## What is asked:
Count the lines below that contain the string "orange", treating uppercase and lowercase as different, and reply with the number alone.

## Record list:
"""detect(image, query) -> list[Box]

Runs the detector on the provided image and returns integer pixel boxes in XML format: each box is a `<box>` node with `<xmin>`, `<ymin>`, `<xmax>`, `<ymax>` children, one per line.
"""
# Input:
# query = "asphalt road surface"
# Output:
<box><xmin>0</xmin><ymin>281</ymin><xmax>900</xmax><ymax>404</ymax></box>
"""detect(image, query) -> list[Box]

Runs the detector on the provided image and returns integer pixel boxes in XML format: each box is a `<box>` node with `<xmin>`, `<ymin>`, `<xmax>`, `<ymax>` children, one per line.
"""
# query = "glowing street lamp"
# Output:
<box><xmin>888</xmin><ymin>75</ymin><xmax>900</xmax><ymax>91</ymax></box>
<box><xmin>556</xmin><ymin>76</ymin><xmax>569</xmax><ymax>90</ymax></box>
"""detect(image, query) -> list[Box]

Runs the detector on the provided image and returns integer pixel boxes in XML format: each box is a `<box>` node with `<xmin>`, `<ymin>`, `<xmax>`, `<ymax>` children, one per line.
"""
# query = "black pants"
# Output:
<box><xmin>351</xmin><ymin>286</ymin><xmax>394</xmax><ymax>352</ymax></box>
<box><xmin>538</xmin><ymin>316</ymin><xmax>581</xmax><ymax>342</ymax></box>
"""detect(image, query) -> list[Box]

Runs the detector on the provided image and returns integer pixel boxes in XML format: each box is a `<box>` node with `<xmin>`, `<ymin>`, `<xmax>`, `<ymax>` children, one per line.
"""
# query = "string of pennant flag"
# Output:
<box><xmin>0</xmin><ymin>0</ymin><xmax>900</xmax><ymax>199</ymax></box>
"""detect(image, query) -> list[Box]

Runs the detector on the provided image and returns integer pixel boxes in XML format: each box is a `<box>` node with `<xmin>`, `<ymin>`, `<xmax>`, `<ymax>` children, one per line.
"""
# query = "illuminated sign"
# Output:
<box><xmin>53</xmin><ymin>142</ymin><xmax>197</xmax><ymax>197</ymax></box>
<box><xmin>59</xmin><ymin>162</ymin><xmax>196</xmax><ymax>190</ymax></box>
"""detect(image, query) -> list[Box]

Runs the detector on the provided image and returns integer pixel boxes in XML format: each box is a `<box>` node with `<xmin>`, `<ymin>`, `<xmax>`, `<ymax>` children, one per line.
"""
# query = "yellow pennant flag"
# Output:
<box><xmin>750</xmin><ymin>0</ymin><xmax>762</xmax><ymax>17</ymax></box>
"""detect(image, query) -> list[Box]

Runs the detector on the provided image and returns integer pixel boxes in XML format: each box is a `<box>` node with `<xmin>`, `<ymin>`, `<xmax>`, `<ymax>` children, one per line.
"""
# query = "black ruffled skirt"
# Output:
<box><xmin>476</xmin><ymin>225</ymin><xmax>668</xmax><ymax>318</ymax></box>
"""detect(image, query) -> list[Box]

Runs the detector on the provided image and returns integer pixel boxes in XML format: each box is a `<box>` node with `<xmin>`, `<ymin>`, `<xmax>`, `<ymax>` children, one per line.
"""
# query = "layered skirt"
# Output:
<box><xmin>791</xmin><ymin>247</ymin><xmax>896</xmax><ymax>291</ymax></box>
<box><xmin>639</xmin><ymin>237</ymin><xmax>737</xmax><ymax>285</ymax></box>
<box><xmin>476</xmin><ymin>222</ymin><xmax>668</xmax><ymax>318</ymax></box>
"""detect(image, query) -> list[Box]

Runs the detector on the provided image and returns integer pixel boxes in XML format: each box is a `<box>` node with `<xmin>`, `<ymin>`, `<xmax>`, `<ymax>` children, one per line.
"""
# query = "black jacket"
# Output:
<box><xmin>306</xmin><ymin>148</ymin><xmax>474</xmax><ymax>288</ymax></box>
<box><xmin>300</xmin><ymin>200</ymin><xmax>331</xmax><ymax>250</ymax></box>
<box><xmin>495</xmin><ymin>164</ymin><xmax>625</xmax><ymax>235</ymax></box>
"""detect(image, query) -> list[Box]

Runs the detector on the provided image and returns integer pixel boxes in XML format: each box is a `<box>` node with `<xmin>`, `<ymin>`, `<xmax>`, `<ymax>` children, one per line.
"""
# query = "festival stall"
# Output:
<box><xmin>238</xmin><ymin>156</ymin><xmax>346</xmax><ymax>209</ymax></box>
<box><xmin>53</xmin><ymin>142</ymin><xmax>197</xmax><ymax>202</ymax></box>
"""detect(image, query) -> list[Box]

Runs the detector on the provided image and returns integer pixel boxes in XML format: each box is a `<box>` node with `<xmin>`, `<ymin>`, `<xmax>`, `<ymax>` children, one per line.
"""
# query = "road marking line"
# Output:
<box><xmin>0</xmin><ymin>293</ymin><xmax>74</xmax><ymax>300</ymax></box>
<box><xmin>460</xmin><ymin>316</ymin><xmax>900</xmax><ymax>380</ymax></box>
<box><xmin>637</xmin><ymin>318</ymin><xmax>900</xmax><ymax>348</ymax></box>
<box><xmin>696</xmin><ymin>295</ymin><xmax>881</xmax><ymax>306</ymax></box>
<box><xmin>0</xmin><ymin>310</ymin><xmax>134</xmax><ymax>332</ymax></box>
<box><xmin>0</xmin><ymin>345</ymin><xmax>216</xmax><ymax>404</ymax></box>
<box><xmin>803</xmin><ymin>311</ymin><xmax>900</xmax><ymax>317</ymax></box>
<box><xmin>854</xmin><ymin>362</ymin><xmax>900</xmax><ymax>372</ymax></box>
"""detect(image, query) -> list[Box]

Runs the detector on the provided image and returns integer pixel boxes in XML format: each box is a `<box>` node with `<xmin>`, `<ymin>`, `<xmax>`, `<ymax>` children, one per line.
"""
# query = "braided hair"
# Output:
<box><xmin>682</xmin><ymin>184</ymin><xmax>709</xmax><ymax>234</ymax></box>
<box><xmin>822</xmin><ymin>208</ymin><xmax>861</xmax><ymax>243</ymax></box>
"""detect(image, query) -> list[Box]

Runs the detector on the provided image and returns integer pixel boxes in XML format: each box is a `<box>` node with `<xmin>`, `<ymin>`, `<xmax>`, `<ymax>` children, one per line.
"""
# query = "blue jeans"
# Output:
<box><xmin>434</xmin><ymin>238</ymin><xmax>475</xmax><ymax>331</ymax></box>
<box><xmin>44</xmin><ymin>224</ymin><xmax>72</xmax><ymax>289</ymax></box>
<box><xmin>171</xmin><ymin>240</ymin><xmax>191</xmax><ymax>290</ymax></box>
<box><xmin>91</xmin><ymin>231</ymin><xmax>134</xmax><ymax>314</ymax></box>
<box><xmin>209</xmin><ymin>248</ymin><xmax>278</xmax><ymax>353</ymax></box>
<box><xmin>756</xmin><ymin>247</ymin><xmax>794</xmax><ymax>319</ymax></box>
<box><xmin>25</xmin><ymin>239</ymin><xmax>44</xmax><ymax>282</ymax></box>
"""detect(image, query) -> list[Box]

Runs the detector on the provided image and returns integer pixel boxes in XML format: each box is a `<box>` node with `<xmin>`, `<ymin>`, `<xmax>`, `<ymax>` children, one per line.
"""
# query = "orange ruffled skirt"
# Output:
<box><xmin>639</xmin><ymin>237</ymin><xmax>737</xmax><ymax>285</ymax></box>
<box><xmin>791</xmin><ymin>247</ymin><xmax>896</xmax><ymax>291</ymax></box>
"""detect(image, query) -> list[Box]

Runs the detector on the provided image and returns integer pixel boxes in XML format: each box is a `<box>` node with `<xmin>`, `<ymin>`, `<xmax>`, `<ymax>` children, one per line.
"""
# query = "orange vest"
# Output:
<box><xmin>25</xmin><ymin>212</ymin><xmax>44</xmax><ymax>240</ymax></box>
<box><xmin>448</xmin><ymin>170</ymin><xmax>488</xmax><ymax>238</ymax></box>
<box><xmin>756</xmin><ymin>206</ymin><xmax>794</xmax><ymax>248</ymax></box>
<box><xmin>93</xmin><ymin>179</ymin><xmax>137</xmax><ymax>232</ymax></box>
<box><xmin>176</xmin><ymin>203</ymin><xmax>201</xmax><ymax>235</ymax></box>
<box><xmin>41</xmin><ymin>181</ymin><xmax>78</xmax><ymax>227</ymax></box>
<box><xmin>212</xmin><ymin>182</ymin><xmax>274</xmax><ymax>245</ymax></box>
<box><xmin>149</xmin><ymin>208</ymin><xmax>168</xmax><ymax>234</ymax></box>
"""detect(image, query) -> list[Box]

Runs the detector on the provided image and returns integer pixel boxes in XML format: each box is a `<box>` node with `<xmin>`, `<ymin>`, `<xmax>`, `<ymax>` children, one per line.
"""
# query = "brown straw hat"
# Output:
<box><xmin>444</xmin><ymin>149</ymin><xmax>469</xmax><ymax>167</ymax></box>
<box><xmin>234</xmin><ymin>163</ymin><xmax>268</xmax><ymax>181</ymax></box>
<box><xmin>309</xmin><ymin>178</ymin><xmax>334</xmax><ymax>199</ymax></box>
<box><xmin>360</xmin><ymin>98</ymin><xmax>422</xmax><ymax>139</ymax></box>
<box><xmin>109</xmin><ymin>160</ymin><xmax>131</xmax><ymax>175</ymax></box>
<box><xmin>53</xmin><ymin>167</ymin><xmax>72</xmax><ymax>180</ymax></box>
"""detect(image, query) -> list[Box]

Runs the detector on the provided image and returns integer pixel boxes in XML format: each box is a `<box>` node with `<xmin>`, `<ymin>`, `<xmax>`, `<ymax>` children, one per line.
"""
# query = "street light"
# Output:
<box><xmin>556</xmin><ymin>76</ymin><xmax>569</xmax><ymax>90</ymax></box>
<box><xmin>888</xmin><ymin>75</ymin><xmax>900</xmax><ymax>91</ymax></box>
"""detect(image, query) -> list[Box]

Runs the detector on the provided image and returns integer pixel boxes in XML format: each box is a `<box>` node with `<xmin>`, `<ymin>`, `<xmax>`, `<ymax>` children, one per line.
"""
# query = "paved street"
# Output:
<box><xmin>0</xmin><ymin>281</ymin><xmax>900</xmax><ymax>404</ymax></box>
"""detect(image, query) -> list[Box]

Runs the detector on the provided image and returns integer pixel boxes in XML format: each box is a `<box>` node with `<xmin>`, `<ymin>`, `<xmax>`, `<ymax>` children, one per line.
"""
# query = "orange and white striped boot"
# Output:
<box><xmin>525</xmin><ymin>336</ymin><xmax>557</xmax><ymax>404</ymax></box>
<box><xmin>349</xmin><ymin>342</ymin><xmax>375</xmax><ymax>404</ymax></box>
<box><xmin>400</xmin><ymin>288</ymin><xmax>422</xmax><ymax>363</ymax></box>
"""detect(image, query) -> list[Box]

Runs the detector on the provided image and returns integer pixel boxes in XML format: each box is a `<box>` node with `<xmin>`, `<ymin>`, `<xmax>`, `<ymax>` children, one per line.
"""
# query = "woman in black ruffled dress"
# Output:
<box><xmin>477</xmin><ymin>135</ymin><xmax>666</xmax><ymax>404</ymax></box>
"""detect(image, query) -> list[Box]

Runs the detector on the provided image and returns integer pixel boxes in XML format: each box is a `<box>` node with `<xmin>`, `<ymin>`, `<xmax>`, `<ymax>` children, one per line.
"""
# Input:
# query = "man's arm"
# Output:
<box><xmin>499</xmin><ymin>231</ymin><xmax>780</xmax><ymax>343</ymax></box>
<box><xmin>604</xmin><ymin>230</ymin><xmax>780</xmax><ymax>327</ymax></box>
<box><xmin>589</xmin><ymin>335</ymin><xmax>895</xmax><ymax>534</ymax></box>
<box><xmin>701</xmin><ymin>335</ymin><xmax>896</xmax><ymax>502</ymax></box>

## Written response:
3